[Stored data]

= = = = = = =

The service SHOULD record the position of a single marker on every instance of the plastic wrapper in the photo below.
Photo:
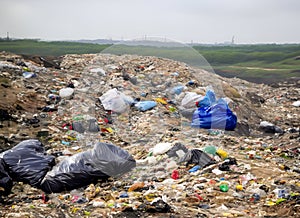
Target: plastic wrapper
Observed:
(101, 162)
(5, 180)
(27, 162)
(190, 99)
(115, 101)
(145, 105)
(197, 157)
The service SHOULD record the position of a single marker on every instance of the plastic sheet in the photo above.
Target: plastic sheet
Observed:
(197, 157)
(101, 162)
(5, 180)
(115, 101)
(27, 162)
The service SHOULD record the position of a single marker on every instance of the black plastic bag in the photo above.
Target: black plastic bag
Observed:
(5, 180)
(27, 162)
(197, 157)
(101, 162)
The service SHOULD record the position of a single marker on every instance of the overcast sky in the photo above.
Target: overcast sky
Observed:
(203, 21)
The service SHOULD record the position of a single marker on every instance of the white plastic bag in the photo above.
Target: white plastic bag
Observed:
(190, 99)
(115, 101)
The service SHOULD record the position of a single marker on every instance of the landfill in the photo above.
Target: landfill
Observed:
(102, 135)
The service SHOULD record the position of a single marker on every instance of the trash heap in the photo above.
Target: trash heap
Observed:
(134, 136)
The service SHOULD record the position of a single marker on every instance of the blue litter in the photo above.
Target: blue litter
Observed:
(213, 114)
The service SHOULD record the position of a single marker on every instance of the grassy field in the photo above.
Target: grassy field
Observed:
(258, 63)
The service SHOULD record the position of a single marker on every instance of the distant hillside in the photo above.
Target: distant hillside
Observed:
(257, 63)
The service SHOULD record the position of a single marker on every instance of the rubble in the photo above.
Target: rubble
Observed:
(180, 171)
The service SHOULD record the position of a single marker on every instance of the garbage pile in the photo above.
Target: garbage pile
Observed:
(100, 135)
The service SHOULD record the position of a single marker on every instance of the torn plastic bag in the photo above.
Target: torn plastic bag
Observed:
(178, 150)
(208, 100)
(5, 180)
(197, 157)
(116, 101)
(217, 116)
(190, 99)
(27, 162)
(101, 162)
(85, 125)
(145, 105)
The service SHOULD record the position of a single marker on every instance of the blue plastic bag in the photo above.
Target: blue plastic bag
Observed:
(145, 105)
(216, 116)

= = = = = = =

Take every record and copy it word for word, dropping the pictures.

Written solution:
The service SHOULD record the position of a single marker on every instance of the plastic wrapper in the photo below.
Photo:
Target: plastic wrapper
Observed:
(101, 162)
(5, 180)
(27, 162)
(190, 99)
(115, 101)
(145, 105)
(197, 157)
The service SHOULD record the position of a single marker on every instance of the plastic sheet in the photo above.
Target: plastic sheet
Observed:
(197, 157)
(101, 162)
(5, 180)
(115, 101)
(27, 162)
The service SHOULD record the position of a single marker on every instance of the black plastic bag in the photo above.
Target: black plastic bag
Observed:
(5, 180)
(27, 162)
(197, 157)
(101, 162)
The service SHOULD record the position of a single marker on every instance of the overcast sky in the photo above.
Target: overcast sky
Observed:
(203, 21)
The service SHOULD record the position of a single marker on every instance of the white plastic bag in the photo above.
Target: white plastic bag
Observed:
(190, 99)
(115, 101)
The service SHOULD record the position of a single marker on every instance of the landfill in the photo above.
Target: landfill
Observed:
(102, 135)
The service SHOULD record the position of a single marker on every instance of the trash heap in the photo above.
Target: trash heap
Observed:
(134, 136)
The service SHOULD record the position of a single marker on every instance of the blue litter in the photo above.
Target: blue litter
Observed:
(213, 114)
The service SHOULD record the position of a single marker on every instance of the grassy field in the photo above.
Target: grassy field
Observed:
(258, 63)
The service SHOULD record the position of a single marker on every instance of the distant hillside in the photo above.
Target: distant hillside
Observed:
(257, 63)
The service SHOULD record the position of a single marker on every instance of the rubble in the photo above.
Target: rubble
Observed:
(180, 171)
The service SHOULD record the position of a single marker on every instance of the garbage pile in the photo above.
Target: garbage pile
Observed:
(100, 135)
The service SHOULD record the position of a single marker on every instance of the torn plastic bag in the photo above.
Target: torn plastic bag
Observed:
(178, 150)
(208, 100)
(5, 180)
(197, 157)
(116, 101)
(217, 116)
(190, 99)
(27, 162)
(101, 162)
(85, 125)
(145, 105)
The service SHOULD record the position of a single marker on every instance of the blue plastic bag in the photo above.
Target: blue plastic bag
Observed:
(145, 105)
(216, 116)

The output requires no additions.